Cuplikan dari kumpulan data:
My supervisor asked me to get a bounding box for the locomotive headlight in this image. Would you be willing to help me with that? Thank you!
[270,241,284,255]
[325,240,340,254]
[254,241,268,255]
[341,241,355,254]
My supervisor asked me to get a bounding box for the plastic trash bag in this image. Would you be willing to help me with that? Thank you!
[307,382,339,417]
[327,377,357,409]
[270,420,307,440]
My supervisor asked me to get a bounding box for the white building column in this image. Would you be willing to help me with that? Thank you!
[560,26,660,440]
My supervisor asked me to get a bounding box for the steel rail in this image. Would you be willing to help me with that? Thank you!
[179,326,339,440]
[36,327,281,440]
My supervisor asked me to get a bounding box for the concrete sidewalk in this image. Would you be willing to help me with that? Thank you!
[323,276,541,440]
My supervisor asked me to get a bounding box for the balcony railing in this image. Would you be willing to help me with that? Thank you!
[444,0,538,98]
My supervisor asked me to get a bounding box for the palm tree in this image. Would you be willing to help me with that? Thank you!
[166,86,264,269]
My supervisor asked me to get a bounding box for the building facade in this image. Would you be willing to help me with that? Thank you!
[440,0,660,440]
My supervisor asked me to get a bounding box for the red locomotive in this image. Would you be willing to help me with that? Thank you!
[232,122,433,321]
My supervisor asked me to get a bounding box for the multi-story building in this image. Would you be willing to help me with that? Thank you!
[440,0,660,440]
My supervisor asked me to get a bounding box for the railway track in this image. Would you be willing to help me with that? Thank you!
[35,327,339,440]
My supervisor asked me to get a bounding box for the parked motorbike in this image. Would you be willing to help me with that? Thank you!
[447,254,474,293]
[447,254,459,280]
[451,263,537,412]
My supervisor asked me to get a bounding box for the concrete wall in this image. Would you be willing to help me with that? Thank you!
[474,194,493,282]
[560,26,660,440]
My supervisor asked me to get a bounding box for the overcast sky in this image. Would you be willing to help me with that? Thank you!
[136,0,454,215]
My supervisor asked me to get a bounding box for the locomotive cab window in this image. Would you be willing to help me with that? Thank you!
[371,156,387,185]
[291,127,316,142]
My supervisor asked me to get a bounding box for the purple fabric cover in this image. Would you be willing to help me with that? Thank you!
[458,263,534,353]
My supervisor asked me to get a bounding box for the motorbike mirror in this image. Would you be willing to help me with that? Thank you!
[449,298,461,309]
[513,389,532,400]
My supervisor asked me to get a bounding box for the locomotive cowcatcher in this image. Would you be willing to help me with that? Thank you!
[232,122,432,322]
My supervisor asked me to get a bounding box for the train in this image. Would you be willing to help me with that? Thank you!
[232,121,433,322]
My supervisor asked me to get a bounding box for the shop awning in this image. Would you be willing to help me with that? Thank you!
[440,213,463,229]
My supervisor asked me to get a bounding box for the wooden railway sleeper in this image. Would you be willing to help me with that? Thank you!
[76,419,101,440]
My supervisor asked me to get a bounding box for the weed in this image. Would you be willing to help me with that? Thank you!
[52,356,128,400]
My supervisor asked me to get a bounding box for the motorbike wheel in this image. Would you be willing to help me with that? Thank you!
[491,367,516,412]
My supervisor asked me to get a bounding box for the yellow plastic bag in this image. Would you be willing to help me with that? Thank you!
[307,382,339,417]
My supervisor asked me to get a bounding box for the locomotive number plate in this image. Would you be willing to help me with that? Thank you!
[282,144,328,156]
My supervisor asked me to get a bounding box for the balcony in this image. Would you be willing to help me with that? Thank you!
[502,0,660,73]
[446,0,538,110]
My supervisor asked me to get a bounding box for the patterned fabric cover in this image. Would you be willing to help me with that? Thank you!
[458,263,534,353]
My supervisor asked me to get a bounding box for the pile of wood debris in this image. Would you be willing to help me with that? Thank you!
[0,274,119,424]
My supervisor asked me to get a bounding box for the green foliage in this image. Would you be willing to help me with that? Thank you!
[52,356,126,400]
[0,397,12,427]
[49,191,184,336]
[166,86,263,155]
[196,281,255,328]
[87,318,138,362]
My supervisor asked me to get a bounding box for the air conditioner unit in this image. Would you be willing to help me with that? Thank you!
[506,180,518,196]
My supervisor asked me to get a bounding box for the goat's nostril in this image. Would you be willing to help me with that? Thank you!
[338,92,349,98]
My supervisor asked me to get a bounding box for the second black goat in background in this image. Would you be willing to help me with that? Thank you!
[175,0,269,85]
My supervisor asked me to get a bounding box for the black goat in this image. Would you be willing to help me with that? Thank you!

> Permasalahan
Salin ulang seluruh catatan di atas tanpa mengubah satu karakter pun.

> Hasil Pengerjaan
My supervisor asked me to get a bounding box for the locomotive headlight in this image. Would you be willing to help me with that? Thank you!
[270,241,284,255]
[325,240,340,254]
[254,241,268,255]
[341,241,355,254]
My supervisor asked me to get a bounding box for the plastic trash bag in this image. Would you be willing to help me with that? Thank you!
[307,382,339,417]
[327,377,357,409]
[270,420,307,440]
My supervisor asked me to get a bounding box for the white building column in this image. Would you be willing to help me with that? Thank you!
[560,26,660,440]
My supervisor asked me to get a bounding box for the steel rail in this image. Would you be willing to help me with that? Thank you!
[179,326,339,440]
[36,327,281,440]
My supervisor asked me to get a bounding box for the concrete sidewalk in this image. Would you be willing to help me with that? Thank you!
[323,276,541,440]
My supervisor asked me to get a bounding box for the balcony railing in this image. Would you be willing to help me with that? Thank you!
[444,0,538,98]
My supervisor asked me to get a bounding box for the palm tree in this image. Would you be willing to help me with that? Thank you!
[166,86,264,269]
My supervisor asked me to get a bounding box for the building facade in this image. Would you be willing to help me with that? Thank you!
[440,0,660,440]
My supervisor asked me to get a bounding box for the red locomotive in this image. Would you be willing to help me with that? Thank you!
[232,122,433,321]
My supervisor asked me to get a bounding box for the multi-story building in this image. Would you be willing to help me with that? Thank you!
[440,0,660,440]
My supervisor asked me to get a bounding box for the railway track in this image. Would you be willing to help me with that? Thank you!
[35,327,339,440]
My supervisor asked me to get a bounding box for the parked motorbike in this image. Would you be willing to help me with that? Thank you!
[447,254,474,293]
[447,254,459,280]
[451,263,537,412]
My supervisor asked me to get a bounding box for the concrete wall in this image. Would you be willing to help me with that? Thank you!
[474,194,493,282]
[560,26,660,440]
My supervisor asked me to get a bounding box for the overcast sky in this image. Would you be willing to help me with that? Thank you!
[136,0,454,215]
My supervisor asked me to get a bounding box for the locomotive cab window in this image. Would you be willing to help me with that? Thank you!
[371,156,387,185]
[291,127,316,142]
My supervisor asked me to get a bounding box for the purple fabric cover in this image. Would you be willing to help me with that? Thank you!
[458,263,534,353]
My supervisor asked me to get a bounding box for the motorbike mirror in this image. Would you be willing to help me with that? Thank you!
[449,298,461,309]
[513,389,532,400]
My supervisor asked me to get a bounding box for the locomotive cowcatcher in this image. Would you be willing to help me with that? Thank you!
[232,122,432,322]
My supervisor asked me to get a bounding box for the train in this image. Would you be willing to help me with that? Thank you!
[232,121,433,322]
My supervisor asked me to get a bounding box for the shop awning in this image. Would you be willing to help me with that? Thank you!
[440,213,463,229]
My supervisor asked me to get a bounding box for the wooden railway sleeper in this image. Would you be willing to help me with that? Thank you!
[76,419,101,440]
My supervisor asked me to get a bounding box for the weed in this image. Would you be willing to help me with that? Thank you!
[52,356,128,400]
My supervisor asked me to get a bounding box for the motorbike wheel in this image. Would you be willing to help me with that? Thank you!
[491,367,516,412]
My supervisor asked me to get a bounding box for the yellow plastic bag in this image. Would you be willing to help me with that? Thank you!
[307,382,339,417]
My supervisor asked me to get a bounding box for the locomotive number plate in this image. Would you be willing to help me with that? Thank you!
[282,144,328,156]
My supervisor asked me to get a bounding box for the balcony in this image. Would you be willing to help me with that? Thank you!
[502,0,660,73]
[446,0,538,110]
My supervisor asked me to get a bounding box for the patterned fabric cover in this image. Would you be willing to help me with that? Thank you!
[458,263,534,353]
My supervisor asked me to get a bounding box for the pile of wood debris in this image. Would you be willing to help me with that? Thank you!
[0,274,119,424]
My supervisor asked me to get a bounding box for the green foliage in this image. Would you be willing to help me with that? Thank you!
[52,356,126,400]
[0,397,12,427]
[49,191,184,336]
[166,86,263,155]
[196,281,255,328]
[87,318,138,362]
My supervisor asked me to get a bounding box for the air conditioner unit in this image. Would you be willing to help me with that? Thank you!
[506,180,518,196]
My supervisor asked me to get a bounding box for the goat's nostril in this image. Would you be willing to help me with that? Thank you!
[338,92,349,98]
My supervisor asked me to get a bounding box for the second black goat in background in this image. Would you be willing to help me with that? Thank you!
[175,0,269,85]
My supervisor asked me to get a bounding box for the black goat in this image. Would you be willing to help me with that? Thank you!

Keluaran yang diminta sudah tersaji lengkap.